Copy out the part of the material that opens with the line containing "of the front" and closes with the end of the material, requests included, multiplying every point coordinate in the answers by 1.2 and rounding to whole numbers, halves up. Return only those lines.

[Records shown]
------------------------------------------------------------
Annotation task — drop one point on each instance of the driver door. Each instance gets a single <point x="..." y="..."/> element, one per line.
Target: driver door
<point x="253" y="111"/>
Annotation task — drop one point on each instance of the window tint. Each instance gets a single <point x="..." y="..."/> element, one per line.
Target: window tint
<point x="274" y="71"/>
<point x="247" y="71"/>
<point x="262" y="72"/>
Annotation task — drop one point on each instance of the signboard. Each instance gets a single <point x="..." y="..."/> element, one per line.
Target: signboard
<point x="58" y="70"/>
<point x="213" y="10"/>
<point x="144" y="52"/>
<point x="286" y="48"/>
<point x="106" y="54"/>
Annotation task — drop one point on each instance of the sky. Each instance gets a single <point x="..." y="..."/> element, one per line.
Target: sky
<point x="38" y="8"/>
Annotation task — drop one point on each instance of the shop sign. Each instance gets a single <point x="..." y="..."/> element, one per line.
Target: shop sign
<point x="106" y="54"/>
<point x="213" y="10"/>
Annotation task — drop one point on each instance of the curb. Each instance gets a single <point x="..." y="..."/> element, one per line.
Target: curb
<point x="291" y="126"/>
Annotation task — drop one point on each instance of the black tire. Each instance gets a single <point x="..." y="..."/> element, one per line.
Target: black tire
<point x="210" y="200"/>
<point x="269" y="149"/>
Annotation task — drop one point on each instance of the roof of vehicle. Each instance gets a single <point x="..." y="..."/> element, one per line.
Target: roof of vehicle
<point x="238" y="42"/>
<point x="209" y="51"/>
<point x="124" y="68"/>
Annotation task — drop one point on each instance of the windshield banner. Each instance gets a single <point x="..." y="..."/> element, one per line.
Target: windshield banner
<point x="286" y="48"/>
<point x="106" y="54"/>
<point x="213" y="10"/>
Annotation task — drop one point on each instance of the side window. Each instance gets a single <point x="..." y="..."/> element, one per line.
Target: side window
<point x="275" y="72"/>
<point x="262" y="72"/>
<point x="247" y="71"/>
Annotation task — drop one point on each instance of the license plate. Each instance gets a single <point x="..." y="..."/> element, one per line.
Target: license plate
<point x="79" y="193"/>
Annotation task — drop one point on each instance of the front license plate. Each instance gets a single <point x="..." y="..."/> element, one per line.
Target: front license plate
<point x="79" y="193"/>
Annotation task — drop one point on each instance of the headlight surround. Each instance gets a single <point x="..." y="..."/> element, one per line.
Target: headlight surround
------------------------------------------------------------
[The answer]
Annotation task — drop one point on each instance of the front license plate. Each instance gets a single <point x="..." y="..."/> element, one per line.
Target: front license plate
<point x="95" y="232"/>
Annotation task — drop one point on each instance of the headlight surround. Each instance gets a single <point x="..." y="..."/> element, one per line.
Target: headlight surround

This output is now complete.